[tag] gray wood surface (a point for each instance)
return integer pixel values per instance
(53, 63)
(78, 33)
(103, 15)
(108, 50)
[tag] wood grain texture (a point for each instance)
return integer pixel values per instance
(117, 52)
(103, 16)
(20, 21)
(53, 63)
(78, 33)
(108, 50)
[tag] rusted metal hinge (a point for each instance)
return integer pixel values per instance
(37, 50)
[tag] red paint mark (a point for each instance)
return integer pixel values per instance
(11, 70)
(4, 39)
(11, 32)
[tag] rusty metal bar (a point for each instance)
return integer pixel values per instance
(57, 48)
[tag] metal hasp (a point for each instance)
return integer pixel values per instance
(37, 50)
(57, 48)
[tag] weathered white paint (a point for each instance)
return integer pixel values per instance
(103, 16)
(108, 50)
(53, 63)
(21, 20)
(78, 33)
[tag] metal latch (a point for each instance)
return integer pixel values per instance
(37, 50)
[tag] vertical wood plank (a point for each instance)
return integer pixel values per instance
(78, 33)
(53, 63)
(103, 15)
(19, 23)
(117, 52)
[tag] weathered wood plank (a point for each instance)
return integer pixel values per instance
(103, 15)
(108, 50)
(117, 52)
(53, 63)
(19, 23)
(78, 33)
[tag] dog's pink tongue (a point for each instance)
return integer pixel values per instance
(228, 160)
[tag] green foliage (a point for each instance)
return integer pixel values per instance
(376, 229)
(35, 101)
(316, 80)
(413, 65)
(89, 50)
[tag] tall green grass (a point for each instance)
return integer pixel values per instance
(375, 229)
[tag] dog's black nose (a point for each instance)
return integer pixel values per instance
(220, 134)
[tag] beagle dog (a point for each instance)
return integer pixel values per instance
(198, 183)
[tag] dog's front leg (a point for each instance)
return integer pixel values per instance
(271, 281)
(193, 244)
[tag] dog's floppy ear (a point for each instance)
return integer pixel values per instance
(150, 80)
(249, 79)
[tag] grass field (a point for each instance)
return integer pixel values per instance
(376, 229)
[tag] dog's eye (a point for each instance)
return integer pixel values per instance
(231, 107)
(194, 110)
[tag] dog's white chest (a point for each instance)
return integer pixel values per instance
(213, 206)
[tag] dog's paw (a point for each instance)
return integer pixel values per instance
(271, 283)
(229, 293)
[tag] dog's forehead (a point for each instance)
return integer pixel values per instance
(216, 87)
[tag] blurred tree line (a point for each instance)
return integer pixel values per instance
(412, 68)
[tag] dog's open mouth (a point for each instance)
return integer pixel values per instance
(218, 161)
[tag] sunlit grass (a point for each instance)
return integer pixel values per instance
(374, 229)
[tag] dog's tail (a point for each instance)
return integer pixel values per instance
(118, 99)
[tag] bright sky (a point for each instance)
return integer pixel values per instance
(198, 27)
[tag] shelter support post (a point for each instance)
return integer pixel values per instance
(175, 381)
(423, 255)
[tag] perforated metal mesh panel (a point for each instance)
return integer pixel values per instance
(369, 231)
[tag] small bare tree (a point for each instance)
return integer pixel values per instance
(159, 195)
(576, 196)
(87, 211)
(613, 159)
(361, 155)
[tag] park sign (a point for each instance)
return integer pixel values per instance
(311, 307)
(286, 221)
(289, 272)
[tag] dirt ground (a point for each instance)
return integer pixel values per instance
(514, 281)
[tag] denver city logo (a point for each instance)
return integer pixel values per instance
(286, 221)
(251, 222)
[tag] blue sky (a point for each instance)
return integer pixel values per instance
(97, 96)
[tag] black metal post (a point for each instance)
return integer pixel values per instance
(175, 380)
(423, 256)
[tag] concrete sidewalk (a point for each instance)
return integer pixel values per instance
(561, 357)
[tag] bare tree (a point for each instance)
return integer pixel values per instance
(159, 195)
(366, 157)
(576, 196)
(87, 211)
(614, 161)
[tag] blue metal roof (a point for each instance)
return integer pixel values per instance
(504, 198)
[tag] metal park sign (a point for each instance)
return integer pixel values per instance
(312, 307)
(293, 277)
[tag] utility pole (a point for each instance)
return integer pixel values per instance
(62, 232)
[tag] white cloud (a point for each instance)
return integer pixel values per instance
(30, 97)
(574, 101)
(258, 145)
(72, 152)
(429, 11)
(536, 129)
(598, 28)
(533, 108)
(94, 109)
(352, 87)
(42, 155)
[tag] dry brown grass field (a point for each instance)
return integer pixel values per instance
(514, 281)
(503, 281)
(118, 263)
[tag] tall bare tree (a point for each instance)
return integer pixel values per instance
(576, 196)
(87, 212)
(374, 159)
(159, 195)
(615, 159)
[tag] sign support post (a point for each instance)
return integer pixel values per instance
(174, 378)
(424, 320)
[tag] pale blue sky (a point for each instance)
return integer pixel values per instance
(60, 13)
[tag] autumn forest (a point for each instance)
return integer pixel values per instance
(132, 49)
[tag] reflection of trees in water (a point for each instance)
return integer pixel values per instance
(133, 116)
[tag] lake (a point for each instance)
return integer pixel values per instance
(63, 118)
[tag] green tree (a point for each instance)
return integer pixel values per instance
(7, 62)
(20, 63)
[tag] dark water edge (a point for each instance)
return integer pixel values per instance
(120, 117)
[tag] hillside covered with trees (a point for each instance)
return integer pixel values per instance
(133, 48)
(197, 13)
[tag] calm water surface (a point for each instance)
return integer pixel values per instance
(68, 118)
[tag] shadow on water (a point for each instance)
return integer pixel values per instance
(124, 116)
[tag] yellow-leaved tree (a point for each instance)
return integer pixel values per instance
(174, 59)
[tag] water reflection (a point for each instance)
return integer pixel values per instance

##########

BRIEF: Copy the data word for word, starting at the line that contains "[tag] calm water" and continuing through the last line of the data.

WRITTEN RESPONSE:
[tag] calm water surface (a point for each instance)
return integer pixel values per instance
(68, 118)
[tag] shadow on water (a point for each instance)
return integer pixel values per instance
(124, 116)
[tag] yellow-leaved tree (a point for each instance)
return integer pixel values per instance
(174, 59)
[tag] water reflection (a point for each instance)
return integer pixel values per instance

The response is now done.